◆ TASK GOAL: Your answer must be an exact copy of all the entries.

========================

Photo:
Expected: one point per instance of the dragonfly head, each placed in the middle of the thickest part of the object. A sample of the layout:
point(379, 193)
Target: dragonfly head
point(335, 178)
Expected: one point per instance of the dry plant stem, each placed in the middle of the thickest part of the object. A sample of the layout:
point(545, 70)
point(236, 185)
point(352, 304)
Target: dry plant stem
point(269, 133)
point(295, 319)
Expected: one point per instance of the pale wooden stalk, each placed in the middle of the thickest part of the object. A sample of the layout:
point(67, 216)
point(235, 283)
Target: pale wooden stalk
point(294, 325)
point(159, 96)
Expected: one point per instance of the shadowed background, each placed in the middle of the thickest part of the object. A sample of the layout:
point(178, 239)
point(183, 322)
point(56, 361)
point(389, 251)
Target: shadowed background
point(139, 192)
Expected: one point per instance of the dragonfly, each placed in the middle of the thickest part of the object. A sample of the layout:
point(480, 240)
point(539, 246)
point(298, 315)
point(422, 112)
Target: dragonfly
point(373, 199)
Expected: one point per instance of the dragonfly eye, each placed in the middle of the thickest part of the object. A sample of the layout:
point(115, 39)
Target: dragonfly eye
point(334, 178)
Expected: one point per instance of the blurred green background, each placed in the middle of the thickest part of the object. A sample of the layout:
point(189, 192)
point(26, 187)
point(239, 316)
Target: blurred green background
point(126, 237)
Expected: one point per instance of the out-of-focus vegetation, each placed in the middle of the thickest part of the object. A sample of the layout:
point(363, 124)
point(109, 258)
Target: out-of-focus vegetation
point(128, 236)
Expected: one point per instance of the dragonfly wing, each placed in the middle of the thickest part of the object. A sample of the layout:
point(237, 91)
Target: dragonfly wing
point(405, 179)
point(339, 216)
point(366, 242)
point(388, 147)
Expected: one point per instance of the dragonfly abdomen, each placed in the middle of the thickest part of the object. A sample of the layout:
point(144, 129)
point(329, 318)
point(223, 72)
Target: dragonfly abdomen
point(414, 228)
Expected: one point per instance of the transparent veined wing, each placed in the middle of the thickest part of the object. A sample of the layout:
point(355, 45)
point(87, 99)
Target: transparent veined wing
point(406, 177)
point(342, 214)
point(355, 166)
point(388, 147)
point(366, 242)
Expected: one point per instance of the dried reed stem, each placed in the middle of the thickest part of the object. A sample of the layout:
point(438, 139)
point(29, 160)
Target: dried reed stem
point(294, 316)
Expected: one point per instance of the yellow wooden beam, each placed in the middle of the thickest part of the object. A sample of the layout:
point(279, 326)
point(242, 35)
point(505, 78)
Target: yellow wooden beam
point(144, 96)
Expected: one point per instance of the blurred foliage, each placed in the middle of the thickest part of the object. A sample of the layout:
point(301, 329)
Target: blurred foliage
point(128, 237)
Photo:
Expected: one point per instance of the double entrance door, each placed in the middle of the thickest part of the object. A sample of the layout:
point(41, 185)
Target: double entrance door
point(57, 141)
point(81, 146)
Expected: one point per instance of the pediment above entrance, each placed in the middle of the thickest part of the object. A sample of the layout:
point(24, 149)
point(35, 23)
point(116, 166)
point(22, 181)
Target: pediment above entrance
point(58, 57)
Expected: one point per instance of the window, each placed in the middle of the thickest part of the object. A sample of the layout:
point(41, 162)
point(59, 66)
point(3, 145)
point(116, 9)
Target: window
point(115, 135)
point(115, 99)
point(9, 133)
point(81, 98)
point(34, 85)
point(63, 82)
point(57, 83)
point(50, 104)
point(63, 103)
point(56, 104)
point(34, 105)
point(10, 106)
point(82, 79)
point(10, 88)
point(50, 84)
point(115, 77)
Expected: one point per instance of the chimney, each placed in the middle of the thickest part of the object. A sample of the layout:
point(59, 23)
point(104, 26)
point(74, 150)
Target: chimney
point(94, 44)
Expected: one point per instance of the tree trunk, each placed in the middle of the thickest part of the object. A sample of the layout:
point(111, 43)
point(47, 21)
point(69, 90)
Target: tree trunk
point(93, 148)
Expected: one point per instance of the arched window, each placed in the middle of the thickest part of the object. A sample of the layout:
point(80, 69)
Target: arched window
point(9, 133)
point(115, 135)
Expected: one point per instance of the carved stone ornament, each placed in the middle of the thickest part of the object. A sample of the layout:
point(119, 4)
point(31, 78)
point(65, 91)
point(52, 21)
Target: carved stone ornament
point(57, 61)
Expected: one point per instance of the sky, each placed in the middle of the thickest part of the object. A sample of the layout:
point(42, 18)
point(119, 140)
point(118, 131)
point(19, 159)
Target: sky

========================

◆ EXERCISE SOLUTION:
Photo:
Expected: one point per instance of the dragonfly head, each placed in the middle of the thickest part of the object. A sample of the layout:
point(379, 193)
Target: dragonfly head
point(335, 178)
Expected: one point per instance of the dry plant stem, each placed in the middle of the thickest part of the object. A sample of the layout:
point(545, 70)
point(236, 185)
point(352, 304)
Target: dry plant stem
point(269, 133)
point(295, 319)
Expected: one point per instance of the pale wooden stalk, each placed in the middle of the thickest part of the object. A sample of the layout:
point(67, 216)
point(235, 283)
Target: pale wooden stalk
point(294, 325)
point(159, 96)
Expected: one point per instance of the shadowed background, each placed in the middle of the thickest part of the object. A sample of the layout:
point(178, 239)
point(183, 322)
point(56, 361)
point(389, 251)
Target: shadowed background
point(139, 192)
Expected: one point per instance of the dragonfly, each placed in the middle of the thickest part of the object. A sample of the layout:
point(480, 240)
point(539, 246)
point(298, 315)
point(422, 112)
Target: dragonfly
point(373, 199)
Expected: one point per instance of the dragonfly eye, each placed in the middle of the thickest part of the object. A sample of the layout:
point(115, 39)
Target: dragonfly eye
point(334, 178)
Expected: one point per instance of the blurred green background, each placed in the middle of the thickest part of the object. A sample of the layout:
point(189, 192)
point(26, 187)
point(239, 316)
Target: blurred green background
point(126, 237)
Expected: one point per instance of the out-of-focus vegetation, each placed in the middle of the thickest part of the object. A sample of the layout:
point(363, 124)
point(109, 258)
Target: out-of-focus vegetation
point(128, 236)
Expected: one point per instance of the dragonfly wing, each placed in the middle of the thickest part of the object. A sample of the layout:
point(237, 91)
Target: dragonfly wing
point(405, 179)
point(339, 216)
point(366, 242)
point(388, 147)
Expected: one point per instance of the dragonfly abdomen, each placed in the middle of the thickest part of the object. A sample of the layout:
point(144, 129)
point(329, 318)
point(223, 72)
Target: dragonfly abdomen
point(414, 228)
Expected: one point per instance of the transparent veined wing, each placed in the middle of the thickest part of the object. A sample of the layout:
point(355, 45)
point(87, 99)
Target: transparent veined wing
point(406, 177)
point(342, 214)
point(355, 166)
point(388, 147)
point(366, 242)
Expected: one point per instance of the dried reed stem, each placed in the middle of the thickest part of the object. A sample of the layout:
point(438, 139)
point(29, 160)
Target: dried reed stem
point(294, 316)
Expected: one point per instance of the yellow wooden beam, each placed in the middle of the thickest part of the object. A sample of the layout:
point(279, 326)
point(242, 35)
point(505, 78)
Target: yellow wooden beam
point(144, 96)
Expected: one point per instance of the blurred foliage, each placed in the middle of the thickest part of the object. A sample of the layout:
point(301, 329)
Target: blurred foliage
point(128, 237)
Photo:
Expected: one point per instance of the double entrance door, each placed in the middle of the thickest part of the object. A sample of the layout:
point(41, 185)
Target: double entrance door
point(57, 141)
point(81, 146)
Expected: one point per instance of the pediment above entrance, each placed in the middle of the thickest part of the object. A sample of the layout:
point(24, 149)
point(35, 23)
point(116, 166)
point(22, 181)
Target: pediment above entrance
point(58, 57)
Expected: one point per instance of the window, each placed in the middle of the thickest part of the object. A sample of the layout:
point(41, 162)
point(59, 66)
point(3, 145)
point(116, 9)
Target: window
point(115, 135)
point(115, 99)
point(9, 133)
point(81, 98)
point(34, 85)
point(63, 82)
point(57, 83)
point(50, 104)
point(63, 103)
point(56, 104)
point(34, 105)
point(10, 106)
point(82, 79)
point(10, 88)
point(50, 84)
point(115, 77)
Expected: one point per instance of the chimney, each placed in the middle of the thickest part of the object. A sample of the layout:
point(59, 23)
point(104, 26)
point(74, 150)
Target: chimney
point(94, 44)
Expected: one point per instance of the tree trunk, each placed in the middle of the thickest part of the object. A sample of the layout:
point(111, 43)
point(47, 21)
point(69, 90)
Target: tree trunk
point(93, 148)
Expected: one point per instance of the arched window, each placed in the middle of the thickest part of the object. A sample of the layout:
point(80, 69)
Target: arched window
point(9, 133)
point(115, 135)
Expected: one point per instance of the carved stone ornament, each placed in the middle of the thickest part of the object. A sample of the layout:
point(119, 4)
point(31, 78)
point(65, 91)
point(52, 21)
Target: carved stone ornament
point(57, 61)
Expected: one point per instance of the sky, each placed in the middle of the thickest part of the object. A sample of the layout:
point(42, 18)
point(119, 140)
point(118, 131)
point(19, 159)
Target: sky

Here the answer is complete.